TASK REQUIREMENTS ::
Show each line from the entries below that contains the word "rocky", copied in full.

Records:
▼

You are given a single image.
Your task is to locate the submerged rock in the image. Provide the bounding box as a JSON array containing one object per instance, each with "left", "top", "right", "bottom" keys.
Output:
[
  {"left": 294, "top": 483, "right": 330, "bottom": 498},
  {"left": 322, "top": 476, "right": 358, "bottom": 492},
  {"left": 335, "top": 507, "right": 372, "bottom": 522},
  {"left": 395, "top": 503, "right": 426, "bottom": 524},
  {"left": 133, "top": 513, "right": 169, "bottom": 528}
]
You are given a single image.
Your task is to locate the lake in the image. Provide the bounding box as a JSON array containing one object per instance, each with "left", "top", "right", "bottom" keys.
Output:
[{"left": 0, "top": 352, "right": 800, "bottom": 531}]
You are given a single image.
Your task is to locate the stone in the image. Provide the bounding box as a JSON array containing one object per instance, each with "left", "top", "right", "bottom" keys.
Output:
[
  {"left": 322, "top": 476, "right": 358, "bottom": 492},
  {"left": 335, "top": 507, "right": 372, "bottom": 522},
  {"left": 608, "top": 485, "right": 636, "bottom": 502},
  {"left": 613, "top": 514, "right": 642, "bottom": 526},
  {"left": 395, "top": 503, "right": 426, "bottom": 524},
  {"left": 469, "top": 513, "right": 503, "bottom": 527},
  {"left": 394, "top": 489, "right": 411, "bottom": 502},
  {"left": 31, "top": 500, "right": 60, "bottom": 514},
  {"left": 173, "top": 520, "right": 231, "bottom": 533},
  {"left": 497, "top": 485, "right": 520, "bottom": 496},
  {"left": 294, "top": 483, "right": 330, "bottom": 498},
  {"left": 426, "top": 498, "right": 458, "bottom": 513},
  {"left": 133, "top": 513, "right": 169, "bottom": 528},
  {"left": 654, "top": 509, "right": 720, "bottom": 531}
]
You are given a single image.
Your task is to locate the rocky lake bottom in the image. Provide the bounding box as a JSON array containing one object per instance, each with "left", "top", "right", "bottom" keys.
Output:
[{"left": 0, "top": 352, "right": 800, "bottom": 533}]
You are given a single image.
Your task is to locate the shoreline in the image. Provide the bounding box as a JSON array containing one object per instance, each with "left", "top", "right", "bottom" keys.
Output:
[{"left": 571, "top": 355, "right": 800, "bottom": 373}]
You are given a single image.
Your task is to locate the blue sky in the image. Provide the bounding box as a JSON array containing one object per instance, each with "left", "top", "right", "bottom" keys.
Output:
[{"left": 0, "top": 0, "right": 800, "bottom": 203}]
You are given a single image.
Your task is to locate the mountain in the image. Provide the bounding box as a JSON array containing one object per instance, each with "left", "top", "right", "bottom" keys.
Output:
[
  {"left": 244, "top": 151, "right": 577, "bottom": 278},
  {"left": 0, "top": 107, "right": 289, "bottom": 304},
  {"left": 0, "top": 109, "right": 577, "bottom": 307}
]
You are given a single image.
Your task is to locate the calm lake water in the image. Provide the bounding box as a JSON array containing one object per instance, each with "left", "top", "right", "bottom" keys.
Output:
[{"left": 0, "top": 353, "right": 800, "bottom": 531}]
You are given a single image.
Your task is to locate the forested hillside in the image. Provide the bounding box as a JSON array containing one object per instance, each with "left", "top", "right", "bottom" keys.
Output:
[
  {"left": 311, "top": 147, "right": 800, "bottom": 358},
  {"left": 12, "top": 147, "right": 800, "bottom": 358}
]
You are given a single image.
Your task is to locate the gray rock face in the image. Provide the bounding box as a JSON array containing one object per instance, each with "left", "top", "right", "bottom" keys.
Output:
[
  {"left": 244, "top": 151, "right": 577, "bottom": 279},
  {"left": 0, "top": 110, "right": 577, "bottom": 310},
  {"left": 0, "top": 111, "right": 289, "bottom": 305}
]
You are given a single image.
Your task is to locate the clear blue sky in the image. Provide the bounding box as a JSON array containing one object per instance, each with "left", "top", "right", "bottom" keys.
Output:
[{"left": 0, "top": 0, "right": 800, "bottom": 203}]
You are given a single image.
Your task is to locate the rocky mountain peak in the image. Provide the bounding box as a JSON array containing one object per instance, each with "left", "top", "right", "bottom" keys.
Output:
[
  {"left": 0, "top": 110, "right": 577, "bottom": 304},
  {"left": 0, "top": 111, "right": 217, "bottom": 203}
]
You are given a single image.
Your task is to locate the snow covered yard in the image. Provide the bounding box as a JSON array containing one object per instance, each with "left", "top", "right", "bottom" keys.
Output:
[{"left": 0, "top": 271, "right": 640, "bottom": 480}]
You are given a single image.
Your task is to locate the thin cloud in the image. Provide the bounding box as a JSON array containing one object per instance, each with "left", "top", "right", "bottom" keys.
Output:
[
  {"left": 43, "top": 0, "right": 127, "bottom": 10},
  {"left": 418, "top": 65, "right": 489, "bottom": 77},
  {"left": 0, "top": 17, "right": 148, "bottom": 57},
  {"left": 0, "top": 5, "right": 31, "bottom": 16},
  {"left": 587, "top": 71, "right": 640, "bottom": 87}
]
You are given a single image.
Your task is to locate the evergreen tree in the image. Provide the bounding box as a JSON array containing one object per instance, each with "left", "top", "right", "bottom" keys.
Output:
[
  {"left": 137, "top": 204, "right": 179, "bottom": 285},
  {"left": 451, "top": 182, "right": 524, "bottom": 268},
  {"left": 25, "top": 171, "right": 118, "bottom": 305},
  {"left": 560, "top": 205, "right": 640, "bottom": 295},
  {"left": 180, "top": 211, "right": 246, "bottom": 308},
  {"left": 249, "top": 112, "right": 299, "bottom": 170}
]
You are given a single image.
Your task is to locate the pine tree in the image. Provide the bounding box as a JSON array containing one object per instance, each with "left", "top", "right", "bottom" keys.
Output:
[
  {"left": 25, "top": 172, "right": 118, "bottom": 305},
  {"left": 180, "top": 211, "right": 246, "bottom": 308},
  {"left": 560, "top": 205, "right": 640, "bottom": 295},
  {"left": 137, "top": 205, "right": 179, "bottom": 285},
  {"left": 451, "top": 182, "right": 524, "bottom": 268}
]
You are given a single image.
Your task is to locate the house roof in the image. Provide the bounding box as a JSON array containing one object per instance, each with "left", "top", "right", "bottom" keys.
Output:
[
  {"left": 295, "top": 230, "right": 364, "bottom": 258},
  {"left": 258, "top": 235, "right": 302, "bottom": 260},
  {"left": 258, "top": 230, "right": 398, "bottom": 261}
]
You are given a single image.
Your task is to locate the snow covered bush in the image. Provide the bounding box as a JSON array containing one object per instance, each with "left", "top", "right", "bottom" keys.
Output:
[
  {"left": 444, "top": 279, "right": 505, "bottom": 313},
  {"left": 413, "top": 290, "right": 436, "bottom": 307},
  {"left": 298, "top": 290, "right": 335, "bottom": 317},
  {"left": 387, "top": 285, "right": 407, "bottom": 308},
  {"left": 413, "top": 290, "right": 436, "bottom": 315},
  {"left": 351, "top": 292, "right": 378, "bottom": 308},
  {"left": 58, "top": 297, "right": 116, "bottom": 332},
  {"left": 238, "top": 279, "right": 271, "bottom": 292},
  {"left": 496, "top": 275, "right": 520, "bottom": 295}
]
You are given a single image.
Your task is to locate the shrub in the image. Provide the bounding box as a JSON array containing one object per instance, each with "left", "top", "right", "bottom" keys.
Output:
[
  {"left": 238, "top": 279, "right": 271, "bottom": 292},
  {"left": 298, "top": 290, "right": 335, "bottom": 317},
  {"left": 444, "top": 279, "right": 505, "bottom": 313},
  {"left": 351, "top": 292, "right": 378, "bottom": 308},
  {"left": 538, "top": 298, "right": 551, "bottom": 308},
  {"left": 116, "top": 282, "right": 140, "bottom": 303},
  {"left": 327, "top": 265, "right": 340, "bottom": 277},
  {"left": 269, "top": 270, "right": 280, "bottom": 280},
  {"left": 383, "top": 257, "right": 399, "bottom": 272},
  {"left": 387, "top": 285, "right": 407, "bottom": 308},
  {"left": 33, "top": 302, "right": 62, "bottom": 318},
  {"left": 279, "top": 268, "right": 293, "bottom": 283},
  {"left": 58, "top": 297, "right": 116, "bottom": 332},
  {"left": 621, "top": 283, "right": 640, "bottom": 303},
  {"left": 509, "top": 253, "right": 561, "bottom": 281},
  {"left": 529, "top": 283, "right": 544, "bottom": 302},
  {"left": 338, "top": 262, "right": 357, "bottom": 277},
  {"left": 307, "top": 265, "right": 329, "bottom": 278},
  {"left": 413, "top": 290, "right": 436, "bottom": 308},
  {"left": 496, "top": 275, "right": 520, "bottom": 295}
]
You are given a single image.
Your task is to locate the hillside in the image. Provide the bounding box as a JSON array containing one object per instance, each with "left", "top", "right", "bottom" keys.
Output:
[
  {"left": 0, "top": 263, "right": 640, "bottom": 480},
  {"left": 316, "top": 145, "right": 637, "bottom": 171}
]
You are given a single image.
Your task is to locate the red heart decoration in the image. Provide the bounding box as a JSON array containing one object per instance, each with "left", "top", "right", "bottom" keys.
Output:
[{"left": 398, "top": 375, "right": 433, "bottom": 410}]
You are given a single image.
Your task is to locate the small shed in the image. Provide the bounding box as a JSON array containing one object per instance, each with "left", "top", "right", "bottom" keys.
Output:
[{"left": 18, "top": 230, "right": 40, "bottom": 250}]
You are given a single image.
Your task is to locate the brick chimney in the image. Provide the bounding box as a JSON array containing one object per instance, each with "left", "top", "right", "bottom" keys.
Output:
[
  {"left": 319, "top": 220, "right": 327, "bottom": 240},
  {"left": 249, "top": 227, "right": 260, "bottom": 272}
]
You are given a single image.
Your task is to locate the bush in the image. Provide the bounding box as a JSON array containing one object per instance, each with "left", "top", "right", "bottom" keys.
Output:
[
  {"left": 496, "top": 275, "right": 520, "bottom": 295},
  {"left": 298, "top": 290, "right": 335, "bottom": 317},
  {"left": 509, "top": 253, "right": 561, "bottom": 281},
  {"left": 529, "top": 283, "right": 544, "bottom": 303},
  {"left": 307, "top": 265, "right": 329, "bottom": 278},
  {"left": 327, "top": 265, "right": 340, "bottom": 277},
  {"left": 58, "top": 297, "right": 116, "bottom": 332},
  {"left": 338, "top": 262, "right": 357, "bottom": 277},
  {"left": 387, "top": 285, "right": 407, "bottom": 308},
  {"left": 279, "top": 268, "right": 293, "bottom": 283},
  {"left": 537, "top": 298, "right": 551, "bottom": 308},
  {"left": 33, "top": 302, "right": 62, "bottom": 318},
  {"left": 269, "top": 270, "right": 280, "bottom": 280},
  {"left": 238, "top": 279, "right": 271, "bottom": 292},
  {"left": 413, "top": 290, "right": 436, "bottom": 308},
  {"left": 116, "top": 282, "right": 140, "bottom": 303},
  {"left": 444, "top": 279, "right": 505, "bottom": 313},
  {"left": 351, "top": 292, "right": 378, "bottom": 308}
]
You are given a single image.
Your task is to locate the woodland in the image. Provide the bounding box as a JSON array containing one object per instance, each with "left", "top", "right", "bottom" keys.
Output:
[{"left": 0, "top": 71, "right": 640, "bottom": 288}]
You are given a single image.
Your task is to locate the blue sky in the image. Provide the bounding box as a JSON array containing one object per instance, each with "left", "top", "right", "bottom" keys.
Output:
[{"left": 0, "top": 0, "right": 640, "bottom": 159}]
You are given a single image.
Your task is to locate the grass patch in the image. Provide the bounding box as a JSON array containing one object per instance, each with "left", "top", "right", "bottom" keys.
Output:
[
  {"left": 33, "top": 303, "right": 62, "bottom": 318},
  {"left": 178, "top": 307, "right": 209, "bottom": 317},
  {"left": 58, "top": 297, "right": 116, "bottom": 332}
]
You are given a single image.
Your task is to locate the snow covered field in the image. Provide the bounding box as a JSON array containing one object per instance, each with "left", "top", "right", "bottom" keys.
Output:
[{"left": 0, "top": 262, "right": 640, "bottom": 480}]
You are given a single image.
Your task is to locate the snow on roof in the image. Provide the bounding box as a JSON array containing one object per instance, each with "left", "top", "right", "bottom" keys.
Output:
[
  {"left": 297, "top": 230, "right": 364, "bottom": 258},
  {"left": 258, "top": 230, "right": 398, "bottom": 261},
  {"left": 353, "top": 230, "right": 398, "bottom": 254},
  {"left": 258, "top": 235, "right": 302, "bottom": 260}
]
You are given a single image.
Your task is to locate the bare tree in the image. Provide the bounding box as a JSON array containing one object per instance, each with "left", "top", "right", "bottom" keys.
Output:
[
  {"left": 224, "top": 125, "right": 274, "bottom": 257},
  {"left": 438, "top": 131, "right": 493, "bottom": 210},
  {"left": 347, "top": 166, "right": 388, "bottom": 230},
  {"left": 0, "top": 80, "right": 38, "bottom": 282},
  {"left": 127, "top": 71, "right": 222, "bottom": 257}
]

▲

OUTPUT OF THE TASK ::
Your task is to locate the rocky lake bottom in the image. Provide the bounding box as a JSON array containing one object per instance, each with "left", "top", "right", "bottom" keys.
Your task is to locate the rocky mountain peak in the image. Provide the bounding box as a JSON array containing one object per instance, each with "left", "top", "right", "bottom" keys.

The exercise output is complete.